begin

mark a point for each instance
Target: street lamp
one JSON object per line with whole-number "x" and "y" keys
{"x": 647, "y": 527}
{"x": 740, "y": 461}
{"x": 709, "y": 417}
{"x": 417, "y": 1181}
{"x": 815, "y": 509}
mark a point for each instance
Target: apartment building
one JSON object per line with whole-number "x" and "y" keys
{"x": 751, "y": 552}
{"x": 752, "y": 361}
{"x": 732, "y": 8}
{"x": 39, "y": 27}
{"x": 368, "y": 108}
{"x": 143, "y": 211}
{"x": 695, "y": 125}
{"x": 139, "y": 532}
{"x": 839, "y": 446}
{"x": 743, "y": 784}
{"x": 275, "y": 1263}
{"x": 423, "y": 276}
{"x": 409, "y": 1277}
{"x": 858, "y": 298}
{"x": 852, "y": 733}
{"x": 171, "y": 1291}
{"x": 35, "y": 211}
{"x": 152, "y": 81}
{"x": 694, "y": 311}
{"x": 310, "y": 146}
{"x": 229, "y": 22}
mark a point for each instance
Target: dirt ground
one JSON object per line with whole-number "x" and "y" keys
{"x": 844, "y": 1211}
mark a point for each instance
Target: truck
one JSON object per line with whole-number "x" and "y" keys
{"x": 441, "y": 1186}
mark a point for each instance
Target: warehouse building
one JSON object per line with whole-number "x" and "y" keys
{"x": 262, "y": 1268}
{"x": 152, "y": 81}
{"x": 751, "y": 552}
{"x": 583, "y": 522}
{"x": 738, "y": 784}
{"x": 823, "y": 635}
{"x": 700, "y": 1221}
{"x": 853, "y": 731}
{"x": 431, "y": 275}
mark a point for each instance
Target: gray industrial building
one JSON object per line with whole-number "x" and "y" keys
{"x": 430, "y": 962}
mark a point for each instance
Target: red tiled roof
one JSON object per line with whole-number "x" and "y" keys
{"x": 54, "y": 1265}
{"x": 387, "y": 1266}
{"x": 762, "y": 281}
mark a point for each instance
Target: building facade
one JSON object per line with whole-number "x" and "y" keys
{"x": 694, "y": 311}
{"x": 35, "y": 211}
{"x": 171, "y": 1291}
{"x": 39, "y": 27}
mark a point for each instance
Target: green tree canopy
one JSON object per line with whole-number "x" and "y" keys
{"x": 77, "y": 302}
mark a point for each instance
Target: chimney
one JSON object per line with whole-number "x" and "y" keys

end

WHAT IS BEING ASKED
Repeat the data in its entirety, character for character.

WRITTEN REPLY
mark a point for each instance
Target: street lamp
one JSON object per line with whole-number "x" and "y" keys
{"x": 647, "y": 527}
{"x": 740, "y": 461}
{"x": 709, "y": 417}
{"x": 417, "y": 1181}
{"x": 815, "y": 509}
mark a point for each instance
Target: apartment building
one JSON object per line with whole-number "x" and "y" keys
{"x": 751, "y": 552}
{"x": 752, "y": 361}
{"x": 732, "y": 8}
{"x": 39, "y": 27}
{"x": 368, "y": 108}
{"x": 143, "y": 211}
{"x": 695, "y": 125}
{"x": 139, "y": 532}
{"x": 839, "y": 446}
{"x": 743, "y": 784}
{"x": 275, "y": 1263}
{"x": 423, "y": 276}
{"x": 409, "y": 1277}
{"x": 858, "y": 298}
{"x": 852, "y": 733}
{"x": 171, "y": 1291}
{"x": 35, "y": 211}
{"x": 152, "y": 81}
{"x": 694, "y": 311}
{"x": 310, "y": 146}
{"x": 229, "y": 22}
mark a point for each instance
Target: dirt ground
one JSON object per line with whole-number "x" and "y" keys
{"x": 844, "y": 1211}
mark a point for each instance
Target: truck
one JSON object per line with whole-number "x" and "y" keys
{"x": 441, "y": 1186}
mark a point for each instance
Target: warehouse building
one JSON object per line with whole-number "x" and "y" keys
{"x": 262, "y": 1268}
{"x": 152, "y": 81}
{"x": 751, "y": 552}
{"x": 583, "y": 522}
{"x": 738, "y": 784}
{"x": 823, "y": 635}
{"x": 700, "y": 1221}
{"x": 853, "y": 731}
{"x": 431, "y": 275}
mark a point for each instance
Target: gray industrial building
one JSON object per line with whole-number "x" and "y" keys
{"x": 430, "y": 962}
mark a point for each instance
Target: red tiled roof
one JSON object per line with whole-number "x" and "y" keys
{"x": 54, "y": 1265}
{"x": 387, "y": 1266}
{"x": 762, "y": 281}
mark a point for each instance
Target: building facade
one JSON object per line with whole-number "x" and "y" keys
{"x": 694, "y": 311}
{"x": 35, "y": 211}
{"x": 171, "y": 1291}
{"x": 39, "y": 27}
mark a point for each instance
Target: green tree canopy
one JSON object per line with whole-number "x" and "y" keys
{"x": 77, "y": 302}
mark a point for each instance
Target: chimney
one JSON object per line with whole-number "x" and "y" keys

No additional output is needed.